= Problem =
Below are some records; output exactly the lines from the line with "[indicate] turret (a" to the line with "[indicate] pointed arch", both ends kept, and nothing more.

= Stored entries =
+--

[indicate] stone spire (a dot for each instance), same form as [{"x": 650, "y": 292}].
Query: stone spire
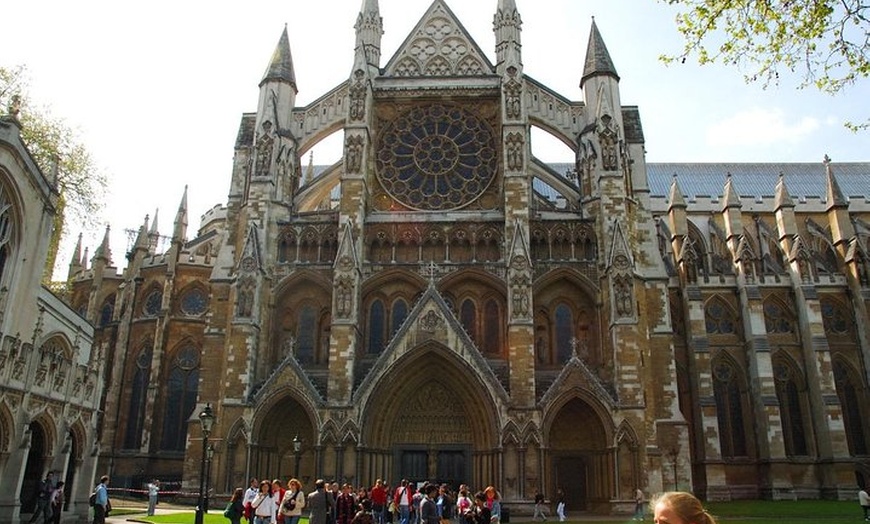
[
  {"x": 782, "y": 198},
  {"x": 507, "y": 26},
  {"x": 281, "y": 66},
  {"x": 369, "y": 29},
  {"x": 103, "y": 252},
  {"x": 75, "y": 264},
  {"x": 179, "y": 230},
  {"x": 598, "y": 60},
  {"x": 676, "y": 195},
  {"x": 730, "y": 197},
  {"x": 833, "y": 192}
]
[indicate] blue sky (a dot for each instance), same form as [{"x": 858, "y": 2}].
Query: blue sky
[{"x": 156, "y": 89}]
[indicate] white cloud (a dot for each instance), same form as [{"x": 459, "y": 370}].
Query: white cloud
[{"x": 760, "y": 127}]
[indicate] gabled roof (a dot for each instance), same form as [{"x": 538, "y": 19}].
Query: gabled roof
[{"x": 439, "y": 45}]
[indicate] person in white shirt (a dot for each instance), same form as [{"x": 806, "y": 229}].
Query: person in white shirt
[
  {"x": 250, "y": 495},
  {"x": 264, "y": 505},
  {"x": 153, "y": 490}
]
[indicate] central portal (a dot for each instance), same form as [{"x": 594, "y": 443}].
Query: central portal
[{"x": 444, "y": 466}]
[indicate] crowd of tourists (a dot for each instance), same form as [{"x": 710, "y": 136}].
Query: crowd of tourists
[{"x": 273, "y": 502}]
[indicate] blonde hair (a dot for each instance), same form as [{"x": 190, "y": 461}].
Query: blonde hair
[{"x": 685, "y": 505}]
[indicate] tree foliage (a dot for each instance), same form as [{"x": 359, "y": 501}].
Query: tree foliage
[
  {"x": 55, "y": 145},
  {"x": 826, "y": 42}
]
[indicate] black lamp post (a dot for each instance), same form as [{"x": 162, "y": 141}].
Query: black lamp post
[
  {"x": 209, "y": 455},
  {"x": 297, "y": 449},
  {"x": 206, "y": 419}
]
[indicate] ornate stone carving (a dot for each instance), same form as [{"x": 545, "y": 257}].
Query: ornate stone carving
[
  {"x": 515, "y": 144},
  {"x": 358, "y": 96},
  {"x": 263, "y": 155},
  {"x": 344, "y": 297},
  {"x": 513, "y": 92},
  {"x": 431, "y": 321},
  {"x": 353, "y": 154}
]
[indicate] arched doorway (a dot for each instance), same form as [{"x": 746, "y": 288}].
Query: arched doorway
[
  {"x": 272, "y": 455},
  {"x": 582, "y": 463},
  {"x": 34, "y": 470},
  {"x": 431, "y": 418}
]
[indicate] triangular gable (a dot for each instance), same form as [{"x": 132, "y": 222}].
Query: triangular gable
[
  {"x": 432, "y": 320},
  {"x": 439, "y": 46},
  {"x": 346, "y": 258},
  {"x": 251, "y": 261}
]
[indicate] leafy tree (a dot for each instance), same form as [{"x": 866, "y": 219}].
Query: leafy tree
[
  {"x": 825, "y": 41},
  {"x": 55, "y": 146}
]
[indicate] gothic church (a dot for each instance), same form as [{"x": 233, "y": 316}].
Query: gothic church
[{"x": 442, "y": 305}]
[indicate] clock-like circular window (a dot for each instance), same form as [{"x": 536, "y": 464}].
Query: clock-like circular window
[{"x": 436, "y": 158}]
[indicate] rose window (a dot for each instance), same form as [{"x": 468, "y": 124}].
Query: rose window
[{"x": 436, "y": 158}]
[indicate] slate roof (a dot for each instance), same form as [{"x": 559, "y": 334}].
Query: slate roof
[{"x": 758, "y": 180}]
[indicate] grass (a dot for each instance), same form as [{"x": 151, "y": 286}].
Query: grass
[{"x": 739, "y": 512}]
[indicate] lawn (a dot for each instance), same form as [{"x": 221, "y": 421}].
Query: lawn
[{"x": 740, "y": 512}]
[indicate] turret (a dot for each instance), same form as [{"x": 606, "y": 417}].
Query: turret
[
  {"x": 842, "y": 229},
  {"x": 600, "y": 82},
  {"x": 75, "y": 264},
  {"x": 507, "y": 26},
  {"x": 154, "y": 234},
  {"x": 369, "y": 29}
]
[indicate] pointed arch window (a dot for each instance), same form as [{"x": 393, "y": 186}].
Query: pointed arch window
[
  {"x": 854, "y": 409},
  {"x": 719, "y": 318},
  {"x": 306, "y": 335},
  {"x": 564, "y": 333},
  {"x": 777, "y": 319},
  {"x": 468, "y": 318},
  {"x": 789, "y": 395},
  {"x": 107, "y": 311},
  {"x": 181, "y": 389},
  {"x": 729, "y": 410},
  {"x": 835, "y": 318},
  {"x": 6, "y": 226},
  {"x": 400, "y": 313},
  {"x": 377, "y": 322},
  {"x": 491, "y": 328},
  {"x": 138, "y": 392}
]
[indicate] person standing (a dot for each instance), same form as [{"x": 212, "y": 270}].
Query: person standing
[
  {"x": 293, "y": 502},
  {"x": 560, "y": 504},
  {"x": 319, "y": 502},
  {"x": 264, "y": 504},
  {"x": 428, "y": 508},
  {"x": 236, "y": 508},
  {"x": 44, "y": 490},
  {"x": 638, "y": 504},
  {"x": 250, "y": 495},
  {"x": 345, "y": 507},
  {"x": 864, "y": 500},
  {"x": 678, "y": 507},
  {"x": 57, "y": 498},
  {"x": 539, "y": 507},
  {"x": 379, "y": 501},
  {"x": 153, "y": 490},
  {"x": 402, "y": 499},
  {"x": 101, "y": 500}
]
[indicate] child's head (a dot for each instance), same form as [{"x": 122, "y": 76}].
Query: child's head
[{"x": 678, "y": 507}]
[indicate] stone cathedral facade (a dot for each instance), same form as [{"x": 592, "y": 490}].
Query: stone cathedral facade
[{"x": 442, "y": 305}]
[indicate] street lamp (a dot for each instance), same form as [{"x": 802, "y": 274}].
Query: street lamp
[
  {"x": 206, "y": 420},
  {"x": 297, "y": 449},
  {"x": 209, "y": 455},
  {"x": 674, "y": 454}
]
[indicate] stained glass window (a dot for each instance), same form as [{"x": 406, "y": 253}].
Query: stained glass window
[
  {"x": 194, "y": 302},
  {"x": 436, "y": 158}
]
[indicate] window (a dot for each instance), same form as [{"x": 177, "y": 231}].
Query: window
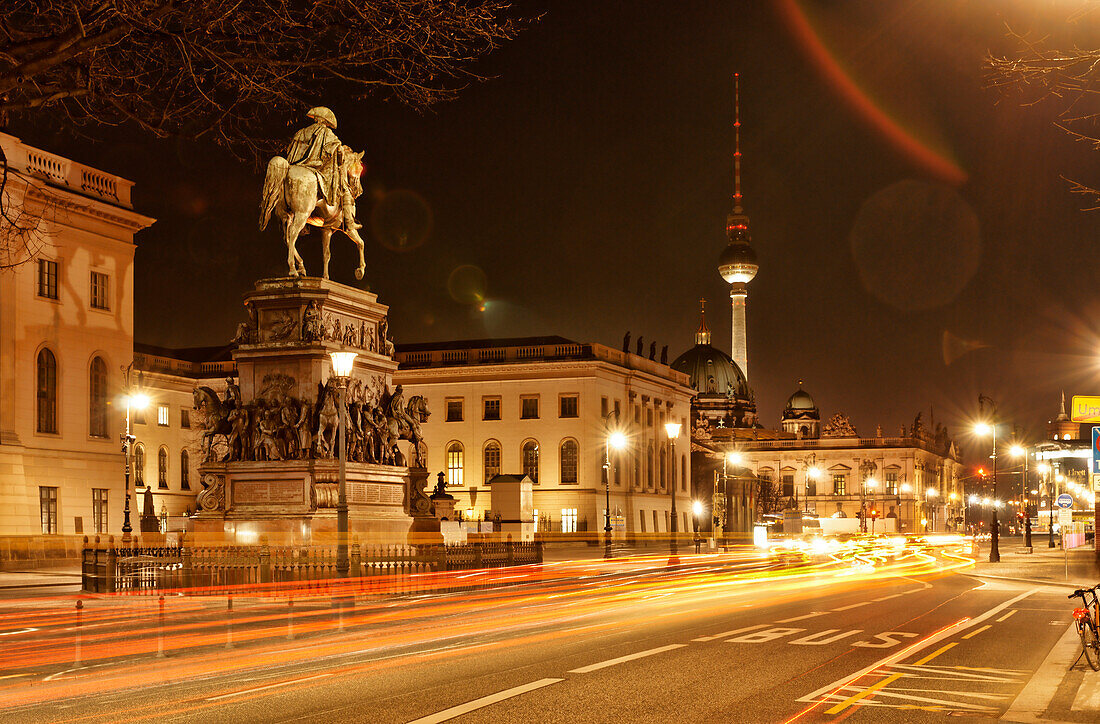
[
  {"x": 97, "y": 398},
  {"x": 529, "y": 408},
  {"x": 492, "y": 458},
  {"x": 139, "y": 464},
  {"x": 99, "y": 283},
  {"x": 99, "y": 509},
  {"x": 569, "y": 456},
  {"x": 47, "y": 278},
  {"x": 185, "y": 470},
  {"x": 162, "y": 468},
  {"x": 47, "y": 505},
  {"x": 530, "y": 457},
  {"x": 454, "y": 463},
  {"x": 568, "y": 406},
  {"x": 47, "y": 392}
]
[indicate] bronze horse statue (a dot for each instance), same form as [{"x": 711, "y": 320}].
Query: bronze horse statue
[{"x": 293, "y": 194}]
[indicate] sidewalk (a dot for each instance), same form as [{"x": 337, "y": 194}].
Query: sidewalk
[{"x": 1042, "y": 566}]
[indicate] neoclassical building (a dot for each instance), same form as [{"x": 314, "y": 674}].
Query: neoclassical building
[{"x": 545, "y": 407}]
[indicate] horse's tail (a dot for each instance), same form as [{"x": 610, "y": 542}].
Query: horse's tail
[{"x": 277, "y": 168}]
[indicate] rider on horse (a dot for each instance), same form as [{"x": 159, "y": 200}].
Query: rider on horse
[{"x": 318, "y": 149}]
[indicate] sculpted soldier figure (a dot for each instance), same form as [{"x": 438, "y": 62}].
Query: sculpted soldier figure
[{"x": 318, "y": 149}]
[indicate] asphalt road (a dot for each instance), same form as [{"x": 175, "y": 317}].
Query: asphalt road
[{"x": 699, "y": 644}]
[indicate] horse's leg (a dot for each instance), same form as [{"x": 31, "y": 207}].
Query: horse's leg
[
  {"x": 326, "y": 254},
  {"x": 353, "y": 234}
]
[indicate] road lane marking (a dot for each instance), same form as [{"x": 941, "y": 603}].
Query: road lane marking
[
  {"x": 624, "y": 659},
  {"x": 791, "y": 621},
  {"x": 729, "y": 633},
  {"x": 977, "y": 631},
  {"x": 484, "y": 701},
  {"x": 935, "y": 638},
  {"x": 271, "y": 686}
]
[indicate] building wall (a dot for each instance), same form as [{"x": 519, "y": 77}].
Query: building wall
[
  {"x": 646, "y": 397},
  {"x": 87, "y": 225}
]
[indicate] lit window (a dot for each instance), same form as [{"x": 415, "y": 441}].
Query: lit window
[
  {"x": 530, "y": 457},
  {"x": 569, "y": 456},
  {"x": 99, "y": 291},
  {"x": 454, "y": 463},
  {"x": 529, "y": 408},
  {"x": 47, "y": 278},
  {"x": 568, "y": 406},
  {"x": 492, "y": 459}
]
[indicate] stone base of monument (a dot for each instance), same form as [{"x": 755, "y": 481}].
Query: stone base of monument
[{"x": 295, "y": 503}]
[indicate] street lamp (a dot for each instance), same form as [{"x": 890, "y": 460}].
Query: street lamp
[
  {"x": 134, "y": 398},
  {"x": 982, "y": 429},
  {"x": 342, "y": 365},
  {"x": 672, "y": 429},
  {"x": 616, "y": 440},
  {"x": 1018, "y": 451}
]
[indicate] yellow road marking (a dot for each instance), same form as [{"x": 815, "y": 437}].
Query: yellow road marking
[
  {"x": 977, "y": 631},
  {"x": 875, "y": 687}
]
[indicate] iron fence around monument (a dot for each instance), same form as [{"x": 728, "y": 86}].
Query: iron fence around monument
[{"x": 109, "y": 567}]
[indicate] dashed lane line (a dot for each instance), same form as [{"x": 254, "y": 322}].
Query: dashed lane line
[
  {"x": 484, "y": 701},
  {"x": 624, "y": 659}
]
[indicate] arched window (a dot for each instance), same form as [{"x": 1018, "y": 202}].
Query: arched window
[
  {"x": 530, "y": 456},
  {"x": 649, "y": 465},
  {"x": 569, "y": 460},
  {"x": 185, "y": 470},
  {"x": 47, "y": 392},
  {"x": 492, "y": 460},
  {"x": 139, "y": 464},
  {"x": 663, "y": 469},
  {"x": 454, "y": 460},
  {"x": 97, "y": 398}
]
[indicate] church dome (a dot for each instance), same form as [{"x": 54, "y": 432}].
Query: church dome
[{"x": 712, "y": 371}]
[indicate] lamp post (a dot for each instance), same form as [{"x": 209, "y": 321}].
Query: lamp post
[
  {"x": 672, "y": 429},
  {"x": 134, "y": 399},
  {"x": 616, "y": 440},
  {"x": 342, "y": 365},
  {"x": 990, "y": 428}
]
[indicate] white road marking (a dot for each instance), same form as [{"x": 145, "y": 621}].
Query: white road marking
[
  {"x": 623, "y": 659},
  {"x": 729, "y": 633},
  {"x": 809, "y": 615},
  {"x": 484, "y": 701},
  {"x": 271, "y": 686},
  {"x": 935, "y": 638}
]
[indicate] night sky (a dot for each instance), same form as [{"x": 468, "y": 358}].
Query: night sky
[{"x": 587, "y": 184}]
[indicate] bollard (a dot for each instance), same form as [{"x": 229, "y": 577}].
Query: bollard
[
  {"x": 79, "y": 611},
  {"x": 229, "y": 622},
  {"x": 160, "y": 631}
]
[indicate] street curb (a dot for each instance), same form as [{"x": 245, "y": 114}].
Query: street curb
[{"x": 1067, "y": 584}]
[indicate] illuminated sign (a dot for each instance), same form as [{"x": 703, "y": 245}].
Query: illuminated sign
[{"x": 1085, "y": 408}]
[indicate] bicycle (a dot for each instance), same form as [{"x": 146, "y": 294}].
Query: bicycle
[{"x": 1086, "y": 620}]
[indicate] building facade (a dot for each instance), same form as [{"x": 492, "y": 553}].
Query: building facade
[{"x": 545, "y": 407}]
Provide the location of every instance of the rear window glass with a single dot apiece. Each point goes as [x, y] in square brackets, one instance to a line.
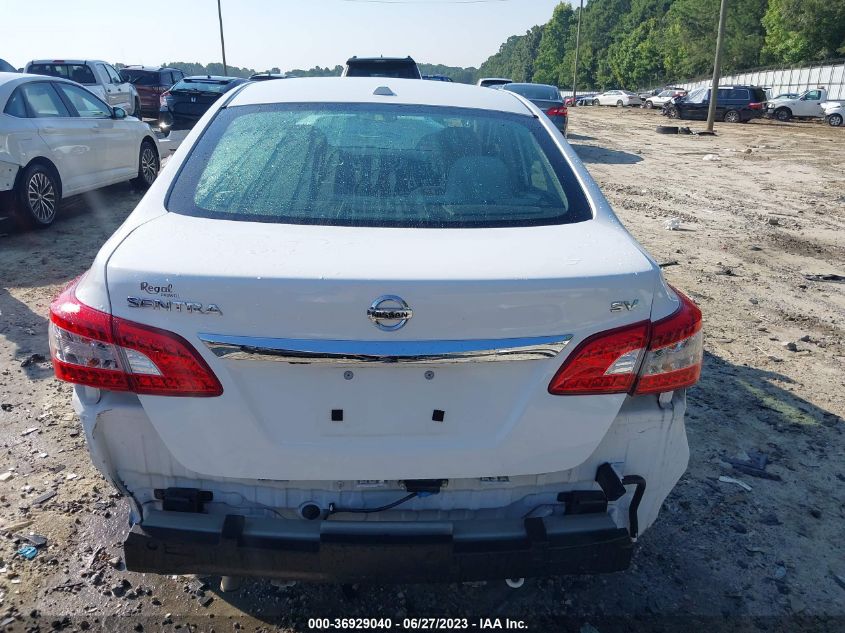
[399, 70]
[80, 73]
[543, 93]
[378, 165]
[140, 77]
[203, 85]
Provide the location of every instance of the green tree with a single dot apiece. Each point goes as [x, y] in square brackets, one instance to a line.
[804, 30]
[555, 41]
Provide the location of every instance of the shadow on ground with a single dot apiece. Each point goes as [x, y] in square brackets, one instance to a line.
[594, 154]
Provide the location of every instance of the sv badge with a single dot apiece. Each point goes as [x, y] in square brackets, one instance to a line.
[624, 306]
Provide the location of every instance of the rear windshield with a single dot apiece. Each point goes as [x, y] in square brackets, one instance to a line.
[80, 73]
[203, 85]
[140, 77]
[399, 69]
[378, 165]
[538, 92]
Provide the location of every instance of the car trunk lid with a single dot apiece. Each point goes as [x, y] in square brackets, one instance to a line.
[385, 403]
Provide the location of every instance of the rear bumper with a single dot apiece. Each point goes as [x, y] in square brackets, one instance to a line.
[353, 551]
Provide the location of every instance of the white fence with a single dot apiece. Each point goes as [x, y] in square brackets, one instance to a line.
[779, 80]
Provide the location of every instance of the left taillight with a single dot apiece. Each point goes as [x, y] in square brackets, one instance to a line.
[93, 348]
[642, 358]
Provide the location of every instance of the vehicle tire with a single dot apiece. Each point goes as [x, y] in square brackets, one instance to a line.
[732, 116]
[783, 114]
[148, 165]
[38, 196]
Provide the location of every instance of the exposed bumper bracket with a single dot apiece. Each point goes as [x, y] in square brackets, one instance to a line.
[351, 551]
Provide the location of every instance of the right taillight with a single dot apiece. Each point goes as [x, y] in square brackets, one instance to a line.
[675, 351]
[637, 359]
[96, 349]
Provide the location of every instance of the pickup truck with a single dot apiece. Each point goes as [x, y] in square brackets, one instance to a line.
[805, 105]
[97, 76]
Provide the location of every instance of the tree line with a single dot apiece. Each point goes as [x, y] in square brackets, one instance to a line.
[645, 43]
[641, 43]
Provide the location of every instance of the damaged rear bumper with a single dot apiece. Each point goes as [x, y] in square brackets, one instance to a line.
[351, 551]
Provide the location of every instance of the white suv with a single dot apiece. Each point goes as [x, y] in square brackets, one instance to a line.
[97, 76]
[407, 339]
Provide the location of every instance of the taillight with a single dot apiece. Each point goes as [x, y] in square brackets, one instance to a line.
[675, 351]
[90, 347]
[641, 358]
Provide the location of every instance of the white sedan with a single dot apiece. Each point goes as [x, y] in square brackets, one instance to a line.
[57, 139]
[618, 98]
[379, 328]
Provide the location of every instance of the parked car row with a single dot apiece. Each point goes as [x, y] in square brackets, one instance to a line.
[58, 139]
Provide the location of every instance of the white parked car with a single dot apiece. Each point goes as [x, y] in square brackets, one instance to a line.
[407, 339]
[664, 97]
[834, 113]
[57, 139]
[99, 77]
[806, 105]
[618, 98]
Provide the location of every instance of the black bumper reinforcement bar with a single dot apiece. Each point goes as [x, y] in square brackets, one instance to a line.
[350, 551]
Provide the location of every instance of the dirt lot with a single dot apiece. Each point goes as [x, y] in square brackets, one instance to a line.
[767, 210]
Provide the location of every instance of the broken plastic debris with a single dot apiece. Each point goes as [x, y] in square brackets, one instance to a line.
[731, 480]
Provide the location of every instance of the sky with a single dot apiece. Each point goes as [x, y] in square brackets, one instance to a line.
[262, 34]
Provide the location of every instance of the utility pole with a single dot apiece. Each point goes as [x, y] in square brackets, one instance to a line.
[717, 66]
[222, 44]
[577, 42]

+--

= Your response =
[indicate] turret (a dot for each instance), same form as [{"x": 606, "y": 417}].
Query: turret
[
  {"x": 842, "y": 229},
  {"x": 600, "y": 82},
  {"x": 75, "y": 264},
  {"x": 507, "y": 26},
  {"x": 154, "y": 234},
  {"x": 369, "y": 29}
]
[indicate] pointed arch window (a dot for each instance), same form as [{"x": 393, "y": 186}].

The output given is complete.